[[ PAGE TEXT open ]]

Quarantania recently debuted in Crystal Bridges’ 1940s to Now Art Gallery, in a focused area featuring artists’ depiction of the human form. Although Quarantania’s life-size figures are simplified and abstracted, they represent deeply personal and complex facets of Louise Bourgeois’s own life and relationships. The figures’ tight grouping evokes the feeling of close emotional relationships. Shaped like shuttles used in weaving, they are linked to the artist’s childhood and the tools used by her parents, who restored antique tapestries as a profession. Quarantania likely represents the artists own family at the time, with herself in the center carrying packages, surrounded by her husband and three sons. The hanging packages allude to the artist’s role as caretaker for her family and the burden of childcare. The title of the work (from French: quarante, meaning 40) likely refers to Bourgeois’s age, a subject she explored throughout her career: she turned 40 in 1951. Two landmark works from the 1940s, Connecticutiana (below) and Untitled (left), are also part of this acquisition. While the paintings of Louise Bourgeois have been widely acclaimed and exhibited in the United States and Europe, this marks the first acquisition of Bourgeois paintings by a museum in the United States. These paintings will debut in the 1940s to Now Art Gallery in summer 2015. “Bourgeois immigrated to the United States from Europe, bringing with her an important new artistic vocabulary and a powerfully feminine perspective,” said Crystal Bridges Curator, Chad Alligood.  “Her biomorphic forms, seen in both her sculptures and paintings, reflect the milieu of European Surrealists who came to America during and after World War II. Her works were emotionally-charged and often rooted in deeply personal themes that nevertheless resonate with a universal human experience. Because of her remarkably diverse body of work, Bourgeois’s approach resonates with a cross-section of American artists represented in our permanent collection, including Ruth Asawa, Mark Rothko, and Jackson Pollock.”

[[ PAGE TEXT closed ]]

**WHAT YOU WILL DO**:
1 > From the Louise Bourgeois passage, list every artwork by Bourgeois that it names by title.
2 > Carry the Louise Bourgeois passage forward, picking up right after its final sentence.

[[ INFORMATION open ]]

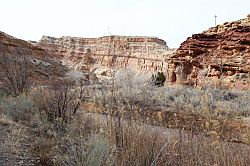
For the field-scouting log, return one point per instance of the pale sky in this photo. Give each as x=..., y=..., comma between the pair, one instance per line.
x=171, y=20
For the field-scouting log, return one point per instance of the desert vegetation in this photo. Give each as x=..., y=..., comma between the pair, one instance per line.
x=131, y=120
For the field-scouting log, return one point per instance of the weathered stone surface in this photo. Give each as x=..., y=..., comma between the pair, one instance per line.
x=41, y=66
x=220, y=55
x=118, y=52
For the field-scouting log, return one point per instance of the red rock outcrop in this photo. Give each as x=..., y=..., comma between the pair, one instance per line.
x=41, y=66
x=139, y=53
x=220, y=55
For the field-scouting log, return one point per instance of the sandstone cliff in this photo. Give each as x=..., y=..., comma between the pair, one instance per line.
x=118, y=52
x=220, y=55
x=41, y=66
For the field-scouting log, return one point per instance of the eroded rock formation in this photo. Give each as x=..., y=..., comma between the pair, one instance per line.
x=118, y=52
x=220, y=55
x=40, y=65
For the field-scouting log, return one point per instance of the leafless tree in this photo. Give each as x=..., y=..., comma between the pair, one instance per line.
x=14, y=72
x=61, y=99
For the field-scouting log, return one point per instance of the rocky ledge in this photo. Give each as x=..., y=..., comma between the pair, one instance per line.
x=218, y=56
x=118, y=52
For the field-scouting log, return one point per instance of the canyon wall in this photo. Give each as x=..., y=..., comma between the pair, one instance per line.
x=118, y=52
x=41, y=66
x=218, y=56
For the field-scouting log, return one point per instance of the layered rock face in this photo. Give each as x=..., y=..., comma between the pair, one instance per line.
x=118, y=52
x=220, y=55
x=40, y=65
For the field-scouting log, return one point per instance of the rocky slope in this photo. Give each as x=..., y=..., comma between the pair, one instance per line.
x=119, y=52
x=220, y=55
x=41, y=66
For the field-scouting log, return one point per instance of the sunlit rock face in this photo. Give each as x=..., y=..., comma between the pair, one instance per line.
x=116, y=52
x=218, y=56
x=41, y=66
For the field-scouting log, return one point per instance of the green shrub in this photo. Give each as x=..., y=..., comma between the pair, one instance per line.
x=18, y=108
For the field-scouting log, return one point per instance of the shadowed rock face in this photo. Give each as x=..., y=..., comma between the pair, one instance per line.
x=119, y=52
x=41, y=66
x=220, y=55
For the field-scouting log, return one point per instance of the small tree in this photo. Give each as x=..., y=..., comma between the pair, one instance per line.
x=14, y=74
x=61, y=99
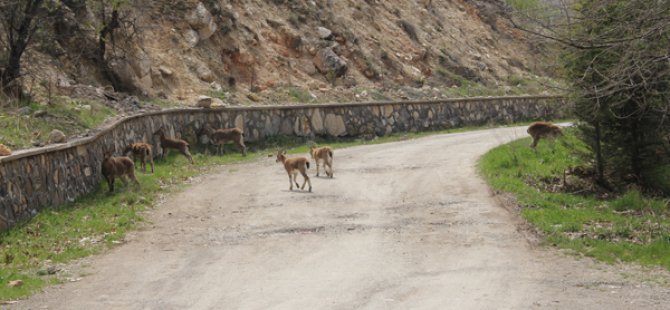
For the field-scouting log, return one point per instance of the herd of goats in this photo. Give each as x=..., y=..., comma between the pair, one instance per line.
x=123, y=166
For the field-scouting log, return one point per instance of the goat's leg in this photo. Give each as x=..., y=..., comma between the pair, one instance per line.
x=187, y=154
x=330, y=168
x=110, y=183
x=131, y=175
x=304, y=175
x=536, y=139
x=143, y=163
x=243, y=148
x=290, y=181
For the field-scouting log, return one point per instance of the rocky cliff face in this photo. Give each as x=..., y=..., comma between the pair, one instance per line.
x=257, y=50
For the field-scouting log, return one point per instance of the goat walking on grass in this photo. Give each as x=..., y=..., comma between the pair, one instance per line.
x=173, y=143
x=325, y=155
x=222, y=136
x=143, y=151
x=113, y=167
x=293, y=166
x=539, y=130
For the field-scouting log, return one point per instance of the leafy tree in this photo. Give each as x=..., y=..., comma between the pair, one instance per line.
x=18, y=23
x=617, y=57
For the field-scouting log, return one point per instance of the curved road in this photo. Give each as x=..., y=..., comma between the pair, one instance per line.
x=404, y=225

[[ INFORMATION closed ]]

**ANSWER LIST**:
1 > Quarantania, Connecticutiana, Untitled

2 >
Louise Bourgeois Maman, 1999 Bronze, stainless steel, and marble 30ft. 5 in. × 29ft. 3 in. × 33ft. 7 in.

Louise Bourgeois
Maman, 1999
Bronze, stainless steel, and marble
30ft. 5 in. × 29ft. 3 in. × 33ft. 7 in.

The monumental sculpture Maman, (from French: mama), measures more than 30 feet in both length and height, and will be installed on the museum’s grounds later this year. The earliest examples of the spider image appeared in Bourgeois’s work in the late 1940s as drawings. The first spider sculpture cast in bronze was made in 1990. Bourgeois said of the spider works, “The Spider is an Ode to my mother. She was my best friend. Like a spider, my mother was a weaver. My family was in the business of tapestry restoration, and my mother was in charge of the workshop. Like spiders, my mother was very clever. Spiders are friendly presences that eat mosquitos. We know that mosquitos spread diseases and are therefore unwanted. So, spiders are helpful and protective, just like my mother.” In 2000, Bourgeois was commissioned to create Maman for the opening of Turbine Hall Gallery, part of Tate Modern in London. Bourgeois saw this as an opportunity to create the single largest and most elaborate spider in her career. Maman would be shown there along with Bourgeois’s monumental towers as the inaugural exhibition in that gallery. This work was the welded steel version from which the molds were made by the Modern Art Foundry for the subsequent six bronze casts. In the years following the London exhibition, other casts of Maman entered the collections of the National Gallery of Canada, Ottowa; the Guggenheim Museum, Bilbao; the Mori Art Museum, Tokyo; The Leeum, Samsung Museum of Art, Seoul; and Qatar Museums, Doha. The original welded steel sculpture is in the permanent collection of the Tate Modern. While it was always Bourgeois’s ambition to see Maman, the largest-scale work she ever created, owned or exhibited in the United States, her home for more than 70 years, she died in 2010 with that dream unrealized. “Crystal Bridges is honored to fulfill the late artist’s wish to have Maman exhibited in an American art museum,” said Bigelow. “The sculpture adds to our collection with sophisticated engineering and stainless steel armature, which will engage viewers and challenge our ideas of architecture and sculpture.”